Il Liceo Bianchi Dottula di Bari ha organizzato un corso di formazione dal titolo Per educare alla pace e alla giustizia. Paradigmi, strategie didattiche e pratiche partecipative. In uno degli incontri, un relatore ha delineato un excursus sintetico di tutte le guerre che hanno attraversato l’era moderna e i diversi equilibri o disequilibri che le hanno causate.

Impossibile non sentirsi impotenti e disperati davanti alla constatazione che la guerra è stata, è e probabilmente sarà una inesorabile connotazione dell’essere umano.

Eppure se facessimo un sondaggio, con un’altissima probabilità, i favorevoli alla guerra come mezzo di risoluzione dei contrasti raggiungerebbero una percentuale quasi pari allo zero. Nessun individuo dotato di sano equilibrio potrebbe andare nella direzione opposta,  a meno che si parli di novelli Rambo o di venditori di armi interessati a tutelare i propri interessi.

_Compito richiesto A:_
Copia dal brano, parola per parola, tutto ciò che va da "Eppure se facessimo" fino a "i propri interessi.".
_Compito richiesto B:_
In base al brano, spiega in una o due frasi perché in un sondaggio i favorevoli alla guerra sarebbero quasi pari allo zero.
_Compito richiesto C:_
Riscrivi in forma più breve, per favore, il paragrafo del brano che inizia con "Il Liceo Bianchi Dottula", conservandone i fatti principali.

_Dati:_
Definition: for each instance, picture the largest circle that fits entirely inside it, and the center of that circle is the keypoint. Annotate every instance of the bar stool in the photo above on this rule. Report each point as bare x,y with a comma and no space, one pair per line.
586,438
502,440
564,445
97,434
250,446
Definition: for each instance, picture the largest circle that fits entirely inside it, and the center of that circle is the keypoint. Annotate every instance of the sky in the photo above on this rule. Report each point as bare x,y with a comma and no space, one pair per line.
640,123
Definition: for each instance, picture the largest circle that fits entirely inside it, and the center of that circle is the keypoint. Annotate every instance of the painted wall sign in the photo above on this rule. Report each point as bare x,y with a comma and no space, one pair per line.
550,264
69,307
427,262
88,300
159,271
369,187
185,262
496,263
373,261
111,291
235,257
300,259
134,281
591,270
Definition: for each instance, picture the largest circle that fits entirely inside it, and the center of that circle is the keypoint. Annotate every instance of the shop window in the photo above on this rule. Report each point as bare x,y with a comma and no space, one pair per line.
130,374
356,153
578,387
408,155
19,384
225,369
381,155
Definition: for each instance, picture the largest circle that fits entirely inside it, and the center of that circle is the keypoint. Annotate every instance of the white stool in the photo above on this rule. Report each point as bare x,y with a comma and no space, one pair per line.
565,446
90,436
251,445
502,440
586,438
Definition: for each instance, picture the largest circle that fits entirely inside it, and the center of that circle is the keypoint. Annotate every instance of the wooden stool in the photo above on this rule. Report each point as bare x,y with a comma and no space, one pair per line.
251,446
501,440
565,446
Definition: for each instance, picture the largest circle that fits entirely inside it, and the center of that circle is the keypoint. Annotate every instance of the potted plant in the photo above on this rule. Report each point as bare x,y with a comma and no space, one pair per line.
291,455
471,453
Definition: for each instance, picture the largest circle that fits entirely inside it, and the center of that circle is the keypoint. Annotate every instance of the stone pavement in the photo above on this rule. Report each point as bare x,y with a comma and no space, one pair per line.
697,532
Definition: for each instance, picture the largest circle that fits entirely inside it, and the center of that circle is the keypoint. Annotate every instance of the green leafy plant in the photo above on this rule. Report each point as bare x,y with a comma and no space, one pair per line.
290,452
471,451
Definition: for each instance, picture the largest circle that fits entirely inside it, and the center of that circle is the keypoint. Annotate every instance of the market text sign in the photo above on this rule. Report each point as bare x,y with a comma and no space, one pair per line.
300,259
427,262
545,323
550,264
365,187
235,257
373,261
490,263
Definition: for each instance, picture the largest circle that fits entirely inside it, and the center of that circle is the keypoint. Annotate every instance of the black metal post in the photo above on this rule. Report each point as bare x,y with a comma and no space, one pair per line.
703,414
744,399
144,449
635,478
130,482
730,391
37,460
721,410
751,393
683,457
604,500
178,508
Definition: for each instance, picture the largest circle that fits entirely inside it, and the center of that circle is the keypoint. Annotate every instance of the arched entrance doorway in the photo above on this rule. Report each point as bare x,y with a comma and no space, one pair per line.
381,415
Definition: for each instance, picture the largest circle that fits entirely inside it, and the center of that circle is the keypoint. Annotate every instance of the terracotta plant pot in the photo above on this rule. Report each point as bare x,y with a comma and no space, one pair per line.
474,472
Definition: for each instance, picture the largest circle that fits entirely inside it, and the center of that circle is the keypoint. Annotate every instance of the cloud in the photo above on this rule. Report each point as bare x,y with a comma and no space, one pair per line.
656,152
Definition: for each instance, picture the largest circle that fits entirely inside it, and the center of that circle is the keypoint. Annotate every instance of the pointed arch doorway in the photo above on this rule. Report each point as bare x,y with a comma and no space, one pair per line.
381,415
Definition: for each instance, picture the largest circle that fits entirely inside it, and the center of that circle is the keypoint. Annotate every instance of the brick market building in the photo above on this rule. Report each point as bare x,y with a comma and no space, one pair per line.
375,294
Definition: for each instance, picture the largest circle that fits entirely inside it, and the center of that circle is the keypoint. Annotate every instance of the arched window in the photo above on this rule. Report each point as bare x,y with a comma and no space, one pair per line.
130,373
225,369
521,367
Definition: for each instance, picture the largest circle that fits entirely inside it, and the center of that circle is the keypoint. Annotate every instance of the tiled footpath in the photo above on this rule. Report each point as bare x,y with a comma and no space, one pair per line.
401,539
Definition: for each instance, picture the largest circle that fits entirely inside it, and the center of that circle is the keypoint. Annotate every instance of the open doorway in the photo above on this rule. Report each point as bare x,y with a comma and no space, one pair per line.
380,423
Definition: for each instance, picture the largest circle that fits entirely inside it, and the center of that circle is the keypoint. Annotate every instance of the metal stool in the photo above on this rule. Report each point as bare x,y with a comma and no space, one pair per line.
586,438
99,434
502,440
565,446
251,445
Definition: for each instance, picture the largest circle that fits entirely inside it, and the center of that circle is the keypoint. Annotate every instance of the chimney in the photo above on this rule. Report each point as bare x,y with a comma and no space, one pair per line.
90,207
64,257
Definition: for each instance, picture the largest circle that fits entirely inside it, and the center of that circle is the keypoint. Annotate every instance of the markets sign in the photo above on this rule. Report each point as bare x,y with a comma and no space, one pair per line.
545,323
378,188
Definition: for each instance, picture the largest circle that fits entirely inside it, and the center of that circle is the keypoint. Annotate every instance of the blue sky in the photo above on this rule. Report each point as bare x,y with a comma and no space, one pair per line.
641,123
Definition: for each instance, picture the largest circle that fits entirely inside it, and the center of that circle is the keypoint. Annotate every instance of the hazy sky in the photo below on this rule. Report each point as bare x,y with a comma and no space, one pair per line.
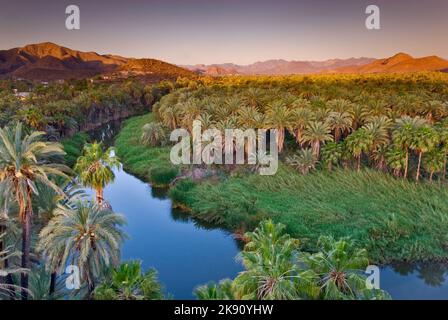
239,31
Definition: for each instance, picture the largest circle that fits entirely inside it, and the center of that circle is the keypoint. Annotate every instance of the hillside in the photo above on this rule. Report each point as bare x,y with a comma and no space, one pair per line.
49,61
399,63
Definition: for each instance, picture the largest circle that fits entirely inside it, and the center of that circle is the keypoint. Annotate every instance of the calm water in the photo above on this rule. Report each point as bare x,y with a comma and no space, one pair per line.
187,254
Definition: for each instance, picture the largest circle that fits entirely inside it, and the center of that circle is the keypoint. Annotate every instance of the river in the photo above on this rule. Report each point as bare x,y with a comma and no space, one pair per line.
187,253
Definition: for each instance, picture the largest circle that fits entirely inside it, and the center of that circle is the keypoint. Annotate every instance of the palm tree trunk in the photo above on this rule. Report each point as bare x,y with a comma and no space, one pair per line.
99,195
406,164
418,166
444,168
26,239
52,283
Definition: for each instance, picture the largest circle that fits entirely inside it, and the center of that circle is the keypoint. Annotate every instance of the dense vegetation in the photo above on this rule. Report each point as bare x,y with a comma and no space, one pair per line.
275,269
62,109
344,169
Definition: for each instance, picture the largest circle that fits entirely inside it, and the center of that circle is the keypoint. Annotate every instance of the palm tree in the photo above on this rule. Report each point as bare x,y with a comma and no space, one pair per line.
359,142
339,265
316,133
339,122
278,117
396,160
216,291
153,134
424,140
267,257
8,288
301,115
128,282
95,167
24,163
304,161
331,154
404,133
86,235
434,162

_Risposta attesa A:_
Eppure se facessimo un sondaggio, con un’altissima probabilità, i favorevoli alla guerra come mezzo di risoluzione dei contrasti raggiungerebbero una percentuale quasi pari allo zero. Nessun individuo dotato di sano equilibrio potrebbe andare nella direzione opposta,  a meno che si parli di novelli Rambo o di venditori di armi interessati a tutelare i propri interessi.

_Risposta attesa B:_
Nessun individuo dotato di sano equilibrio potrebbe schierarsi a favore della guerra come mezzo per risolvere i contrasti. Fanno eccezione solo i novelli Rambo o i venditori di armi interessati a tutelare i propri interessi.

_Risposta attesa C:_
Il Liceo Bianchi Dottula di Bari ha organizzato il corso di formazione "Per educare alla pace e alla giustizia. Paradigmi, strategie didattiche e pratiche partecipative". In uno degli incontri un relatore ha riassunto le guerre dell'era moderna e gli equilibri o disequilibri che le hanno provocate.